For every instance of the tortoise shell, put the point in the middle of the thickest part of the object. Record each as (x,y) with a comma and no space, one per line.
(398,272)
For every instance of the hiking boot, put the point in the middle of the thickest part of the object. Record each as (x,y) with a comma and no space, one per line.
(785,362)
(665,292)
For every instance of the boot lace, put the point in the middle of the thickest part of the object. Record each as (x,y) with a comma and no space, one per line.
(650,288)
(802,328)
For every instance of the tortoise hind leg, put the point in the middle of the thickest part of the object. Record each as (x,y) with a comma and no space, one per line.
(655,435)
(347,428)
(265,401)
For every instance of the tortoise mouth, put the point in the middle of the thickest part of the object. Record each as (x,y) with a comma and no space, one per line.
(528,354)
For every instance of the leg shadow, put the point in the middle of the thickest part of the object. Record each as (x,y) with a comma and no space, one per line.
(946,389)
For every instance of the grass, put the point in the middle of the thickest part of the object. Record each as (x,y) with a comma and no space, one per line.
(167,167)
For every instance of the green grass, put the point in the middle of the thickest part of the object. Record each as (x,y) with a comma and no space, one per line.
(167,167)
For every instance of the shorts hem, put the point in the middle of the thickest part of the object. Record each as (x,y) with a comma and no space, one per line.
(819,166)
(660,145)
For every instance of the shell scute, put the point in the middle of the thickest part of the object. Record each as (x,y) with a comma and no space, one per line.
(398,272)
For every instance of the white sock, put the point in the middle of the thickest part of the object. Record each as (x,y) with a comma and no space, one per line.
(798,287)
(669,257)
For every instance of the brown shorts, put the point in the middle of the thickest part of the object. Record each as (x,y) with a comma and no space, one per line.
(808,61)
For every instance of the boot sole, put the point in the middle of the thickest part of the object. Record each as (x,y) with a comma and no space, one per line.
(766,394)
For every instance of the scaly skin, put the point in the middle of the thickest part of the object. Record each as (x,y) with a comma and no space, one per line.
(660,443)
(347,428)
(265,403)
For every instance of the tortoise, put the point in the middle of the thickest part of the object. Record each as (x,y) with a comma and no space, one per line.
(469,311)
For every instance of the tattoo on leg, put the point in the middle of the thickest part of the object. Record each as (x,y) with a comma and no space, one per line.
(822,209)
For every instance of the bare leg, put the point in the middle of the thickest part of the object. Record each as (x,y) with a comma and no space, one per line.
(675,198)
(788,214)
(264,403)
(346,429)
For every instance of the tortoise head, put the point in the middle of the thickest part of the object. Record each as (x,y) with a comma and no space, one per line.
⁂
■ What the task asks ■
Every entry in the data should be returned exactly.

■ Response to the task ■
For every instance of the tortoise shell, put the point in the middle of the thickest part of the object. Record each as (x,y) with a comma and no space, one per line.
(398,272)
For every instance of the hiking boot, put the point in the middle of the thickest part of the object. Record each as (x,y) with a comma and no space, one per line.
(785,362)
(665,292)
For every instance of the boot lace, put the point in the middle of the thickest part of the object. Record each as (x,y) with a comma and no space, one per line.
(650,288)
(802,328)
For every instance of the tortoise hind leg, put the point in the middle of the thickest part of the object. Record each as (x,y) with a comma and no space, one per line.
(655,435)
(347,428)
(265,401)
For every instance of the tortoise mouth, put the point in the middle of the thickest part of the object. Record each as (x,y) with a comma and no space, one per line.
(528,354)
For every instance of the leg shadow, put the point in the middle of the thickest part of the object. Record each as (x,y) with a comma and no space, one per line.
(946,389)
For every instance of the grass, put the point in the middle of the thickest part of the object. Record each as (x,y) with a comma and no space, one per line.
(167,167)
For every instance of the green grass, put the point in the middle of the thickest part of the object. Record each as (x,y) with a comma and no space, one per line.
(167,167)
For every instance of the shorts hem, put the point in the middle of the thickest part of the object. Record each as (x,y) with a comma and no space, one per line.
(819,166)
(660,145)
For every instance of the shell scute, put the point in the middle of the thickest part of the object. Record each as (x,y) with a comma and no space, one per line.
(398,272)
For every instance of the white sock, put the point in the middle of the thickest part of the object. Record each as (x,y) with a comma and no space, one per line.
(798,287)
(669,257)
For every instance of the brown shorts, put the point in the middle of the thickest part of the object. Record each as (x,y) with a comma and no space, one per line.
(808,61)
For every instance of the boot sole, put the point in the middle of the thickest part of the object. Record each as (x,y) with a comma and no space, one per line.
(766,394)
For every instance of the scaly skin, put the point in the middle of the thickest part of the object. Record each as (x,y) with a comma and no space, one per line.
(660,443)
(347,428)
(265,403)
For every instance of the tortoise, put the point in the middle of the thickest part of the object. Record each as (x,y) with a comma and no space, one per line.
(469,311)
For every instance of the tattoo on leg, put the point in the middle of the thickest part of the object. Record each as (x,y) with a comma and no space, one per line.
(822,209)
For every instance of the bare leg, put the point in the middle of the thickest part of the object. Record each as (x,y) with a comma and no space, one per line.
(675,198)
(788,214)
(264,403)
(346,429)
For every instance of the tortoise head, put the point in the middle of the thickest part of the object. Record each as (x,y) with a comma and no space, one per line.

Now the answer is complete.